_READING PASSAGE_.
----

“The capacity of a population to safeguard sustainable access to adequate quantities of and acceptable quality water for sustaining livelihoods, human well-being, and socio-economic development, for ensuring protection against water-borne pollution and water-related disasters, and for preserving ecosystems in a climate of peace and political stability” (UN-Water, 2013).

This definition of water security by UN, if applied to the situation in Pakistan, exhibits the following scenario:

Access to adequate quantity and quality water

A major portion of the 220 million population of Pakistan doesn’t have access to the necessary quantity and quality of water. Areas like Thar (Sindh) have witnessed draught from the last many years and water available for irrigation across the country is also insufficient to fulfill the demand of farmers. In the urban cities, like Karachi, adequate water for drinking has become a severe problem for its citizens since the last decade. On the other hand, those cities (Lahore and Faisalabad), where drinking water is easily accessible, the issues of cleanliness and hygiene are major concerns for the people.

----

Data pulled from a collection
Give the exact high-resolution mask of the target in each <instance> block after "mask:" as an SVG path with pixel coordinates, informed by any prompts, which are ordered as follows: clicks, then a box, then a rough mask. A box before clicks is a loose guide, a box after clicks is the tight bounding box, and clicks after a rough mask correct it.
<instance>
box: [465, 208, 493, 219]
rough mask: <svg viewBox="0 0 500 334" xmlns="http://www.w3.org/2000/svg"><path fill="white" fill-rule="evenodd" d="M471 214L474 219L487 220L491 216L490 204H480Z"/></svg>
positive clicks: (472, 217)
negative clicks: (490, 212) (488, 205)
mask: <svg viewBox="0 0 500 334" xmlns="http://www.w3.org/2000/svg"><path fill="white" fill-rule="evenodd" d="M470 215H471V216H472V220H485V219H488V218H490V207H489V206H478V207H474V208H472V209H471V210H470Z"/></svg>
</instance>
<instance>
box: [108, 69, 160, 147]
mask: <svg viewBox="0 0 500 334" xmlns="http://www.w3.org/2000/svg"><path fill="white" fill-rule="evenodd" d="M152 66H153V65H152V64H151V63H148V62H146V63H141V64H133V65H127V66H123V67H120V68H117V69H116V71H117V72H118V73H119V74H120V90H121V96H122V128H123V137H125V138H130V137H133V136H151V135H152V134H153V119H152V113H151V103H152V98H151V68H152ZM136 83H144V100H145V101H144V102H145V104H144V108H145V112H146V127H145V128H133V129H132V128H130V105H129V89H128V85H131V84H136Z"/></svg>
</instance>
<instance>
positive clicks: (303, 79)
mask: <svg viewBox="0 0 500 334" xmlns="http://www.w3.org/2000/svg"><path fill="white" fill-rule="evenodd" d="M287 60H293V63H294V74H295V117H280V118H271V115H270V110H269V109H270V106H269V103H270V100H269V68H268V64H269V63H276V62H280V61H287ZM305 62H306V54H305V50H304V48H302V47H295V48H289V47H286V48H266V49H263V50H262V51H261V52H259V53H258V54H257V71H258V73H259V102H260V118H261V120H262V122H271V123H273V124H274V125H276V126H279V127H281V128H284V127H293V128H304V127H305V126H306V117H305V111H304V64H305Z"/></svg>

----

_WORK REQUEST 1_.
Can you format everything in the records from the start down to the line containing "positive clicks: (472, 217)" as a JSON list of strings, one string per line, with blank lines left out?
_WORK REQUEST 2_.
How would the piece on water security in Pakistan continue from its final sentence?

_TASK ANSWER 1_.
[
  "Give the exact high-resolution mask of the target in each <instance> block after \"mask:\" as an SVG path with pixel coordinates, informed by any prompts, which are ordered as follows: clicks, then a box, then a rough mask. A box before clicks is a loose guide, a box after clicks is the tight bounding box, and clicks after a rough mask correct it.",
  "<instance>",
  "box: [465, 208, 493, 219]",
  "rough mask: <svg viewBox=\"0 0 500 334\" xmlns=\"http://www.w3.org/2000/svg\"><path fill=\"white\" fill-rule=\"evenodd\" d=\"M471 214L474 219L487 220L491 216L490 204H480Z\"/></svg>",
  "positive clicks: (472, 217)"
]

_TASK ANSWER 2_.
Water for sustaining livelihood, human well-being, and socio-economic development

The effect of the shortage of clean water is becoming more evident with every passing day. The agriculture-based economy suffers due to less output of corps and less contribution to GDP. The non-availability of water in rivers and canals has forced farmers to look for other sources. The alternatives to get water for irrigation, such as private water boring facilities run by fossil fuel powered generators and electrical motors increase the cost and effort which is not a sustainable solution. Moreover, such options are environmental hazards from the perspective of causing pollution.

The situation in urban cities is no different. In Karachi, long queues waiting to get water bucket filled from a water tanker, can be observed; while, in other cities, the in-house boring to extract water has provided an expensive but alternate solution to the reliance on government provision of clean drinking water. This might be a short term solution but in the long run, the effects of fast depletion of underground water level in one confined space (within a city) are drastic, alarming and calamitous.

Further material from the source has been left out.